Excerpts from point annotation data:

>>>

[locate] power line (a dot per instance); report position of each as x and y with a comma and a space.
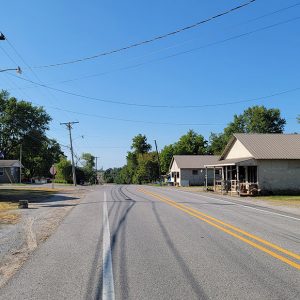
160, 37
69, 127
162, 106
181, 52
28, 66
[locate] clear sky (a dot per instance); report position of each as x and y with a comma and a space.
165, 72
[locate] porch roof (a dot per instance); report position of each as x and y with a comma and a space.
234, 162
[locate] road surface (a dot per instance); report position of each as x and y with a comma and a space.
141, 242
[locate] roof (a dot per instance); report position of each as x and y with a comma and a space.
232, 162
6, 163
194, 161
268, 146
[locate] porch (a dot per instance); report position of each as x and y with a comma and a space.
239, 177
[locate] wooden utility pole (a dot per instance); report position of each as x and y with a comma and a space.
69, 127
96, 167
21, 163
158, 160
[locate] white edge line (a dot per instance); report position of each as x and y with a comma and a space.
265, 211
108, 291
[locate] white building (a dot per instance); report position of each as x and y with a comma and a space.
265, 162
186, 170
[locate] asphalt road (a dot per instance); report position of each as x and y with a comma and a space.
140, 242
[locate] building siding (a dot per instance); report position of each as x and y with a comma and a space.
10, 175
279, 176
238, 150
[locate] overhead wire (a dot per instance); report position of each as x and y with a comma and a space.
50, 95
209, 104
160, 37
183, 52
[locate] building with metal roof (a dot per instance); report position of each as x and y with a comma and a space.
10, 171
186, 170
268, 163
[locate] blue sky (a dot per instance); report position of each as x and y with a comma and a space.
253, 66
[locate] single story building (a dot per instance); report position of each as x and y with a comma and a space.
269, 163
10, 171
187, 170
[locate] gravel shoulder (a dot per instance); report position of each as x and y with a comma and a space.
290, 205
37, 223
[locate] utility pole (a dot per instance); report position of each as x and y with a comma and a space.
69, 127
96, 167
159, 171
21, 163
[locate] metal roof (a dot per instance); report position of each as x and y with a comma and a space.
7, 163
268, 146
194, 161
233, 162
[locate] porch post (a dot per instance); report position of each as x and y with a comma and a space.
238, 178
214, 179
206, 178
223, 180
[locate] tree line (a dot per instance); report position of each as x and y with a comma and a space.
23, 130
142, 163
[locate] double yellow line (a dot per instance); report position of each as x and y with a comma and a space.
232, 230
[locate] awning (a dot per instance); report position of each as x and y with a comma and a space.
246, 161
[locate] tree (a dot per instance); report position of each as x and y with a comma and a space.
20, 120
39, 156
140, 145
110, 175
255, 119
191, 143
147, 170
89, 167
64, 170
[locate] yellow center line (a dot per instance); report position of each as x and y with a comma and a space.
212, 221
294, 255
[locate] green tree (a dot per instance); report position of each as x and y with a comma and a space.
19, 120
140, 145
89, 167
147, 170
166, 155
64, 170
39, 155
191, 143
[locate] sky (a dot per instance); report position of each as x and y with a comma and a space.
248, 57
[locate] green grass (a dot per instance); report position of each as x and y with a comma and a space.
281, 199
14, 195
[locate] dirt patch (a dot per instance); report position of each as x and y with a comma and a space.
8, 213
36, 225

<<<

» **Set problem**: Give the entries again without a single change, but with no pictures.

» **Output**:
[locate] power line (a dot per instance); report position of each as x and y with a comma and a space.
160, 37
69, 127
162, 106
181, 52
28, 66
[locate] clear sky (a dot per instance); report position of each as x and y with a comma and a space.
165, 72
[locate] porch roof (a dot per instance); report position of each as x and y with a comma and a space.
234, 162
[locate] road surface (a dot per instance); report position of each as x and y with a comma and a space.
141, 242
[locate] roof (a dot per instance); report position of each as x and y with a comma and a space.
232, 162
6, 163
194, 161
268, 146
[locate] porch (a dot per instance); report position of each as x and y with a comma and a space.
239, 177
[locate] wooden utility pole (a dot per instance); report position of each as x and y with a comma and a space.
69, 127
96, 167
21, 163
158, 160
[locate] white edge line (a dot per instance); report position of each as x and y with a comma and a space.
265, 211
108, 291
[locate] white building (a dot per instance); report position of each as x and y with a comma and a space.
265, 162
186, 170
[locate] asphalt road (a dot per instance); report position of each as x and y with a comma and a space.
140, 242
[locate] building siding (a dot per instance); report position of each as x and y with a comma and a space.
10, 175
279, 176
238, 150
[locate] overhead wire (a dot per instance); report position of each as x and y with a comma and a space.
50, 95
209, 104
160, 37
183, 52
[locate] building with metal roof (a dot per instance); report position of each as x and y with a comma and a space.
10, 171
186, 170
268, 163
[locate] blue sky (a dot per instance); report position of each as x and y with a comma and a space.
253, 66
[locate] single story building (a dot per instance); report position of each as x and y with a comma and a space.
269, 163
10, 171
187, 170
[locate] gravel shoulder (a dot per instance); report position of each as x and y with a comma and a space.
290, 205
37, 223
[locate] utility pole (a dot per instance); report position of each as x and y with a comma and a space.
69, 127
96, 167
159, 171
21, 163
[locate] metal roof (a dot per instance); report position of each as x and y with a comma and a space.
7, 163
268, 146
194, 161
233, 162
[locate] porch post (a dot per instance); report position of each as x and y with a comma and a space.
238, 178
214, 179
206, 178
223, 180
[locate] tree line (a dot per instance); report position of each as x and y with a comma and a space.
23, 130
142, 163
[locate] double yellow line (a dot per instance); report position of each as x and y with a comma and a space.
232, 230
[locate] awning (a dot per instance); report position of each as x and y with a comma and a space.
246, 161
[locate] tree (a dot per instance); report position of each as x and y with a comma and a space.
20, 120
39, 156
140, 145
110, 175
255, 119
191, 143
147, 170
89, 167
64, 170
[locate] yellow center line (a dot per instance); report position of each as x and y with a comma and a space.
212, 221
294, 255
[locate] green tree (a dot per instance); report position of each as x and y with a comma and a space.
19, 120
140, 145
89, 167
147, 170
166, 155
64, 170
39, 155
191, 143
[locate] sky (a dot per instance); report position of each as x and y with a comma and a space.
248, 57
[locate] green grass (a dot per instance); report position of each as x and y with a comma and a space.
281, 199
14, 195
[locate] dirt patch (a dot per instance); report position of each as x and y with a comma and a space.
8, 213
36, 225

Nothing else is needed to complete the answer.